start

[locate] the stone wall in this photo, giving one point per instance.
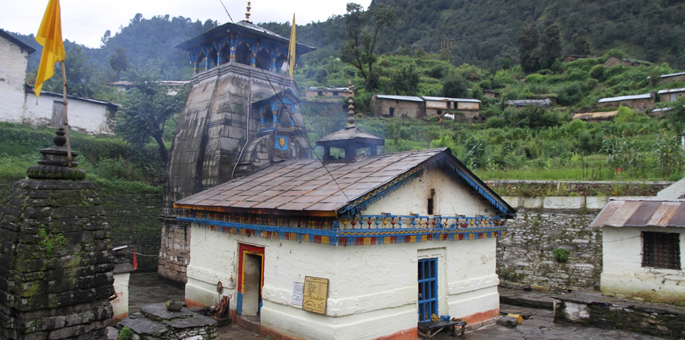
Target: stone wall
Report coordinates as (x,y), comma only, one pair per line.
(555,216)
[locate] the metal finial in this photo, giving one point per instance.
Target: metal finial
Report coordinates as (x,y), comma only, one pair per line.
(350,106)
(247,14)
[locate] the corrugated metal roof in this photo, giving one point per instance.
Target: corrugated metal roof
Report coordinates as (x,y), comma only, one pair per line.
(641,213)
(405,98)
(463,100)
(672,75)
(620,98)
(306,185)
(671,90)
(595,115)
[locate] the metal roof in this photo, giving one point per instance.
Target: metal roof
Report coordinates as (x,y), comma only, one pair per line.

end

(Problem to solve)
Reproduce all of the material above word for word, leaving the pictures out.

(Complete answer)
[locate] the stone wall in this photo, giving one point per instance.
Target: stone wall
Report coordinates as (x,y), comma only, one pair per line.
(555,216)
[locate] the metal finial in this photo, giving one point per instance.
Target: metal finial
Report coordinates as (x,y), comma only, one pair per line.
(350,106)
(247,14)
[locate] the corrugated metal roof in this photo, giving one point per instance.
Target: corrugated metal roof
Report coordinates as (x,y), comma only, one pair per line.
(641,213)
(405,98)
(463,100)
(672,75)
(620,98)
(306,185)
(671,90)
(595,115)
[locate] the metal roof in this photo, giving one point per instance.
Target: metal roof
Report coordinates as (x,y), comma only, one pair per line.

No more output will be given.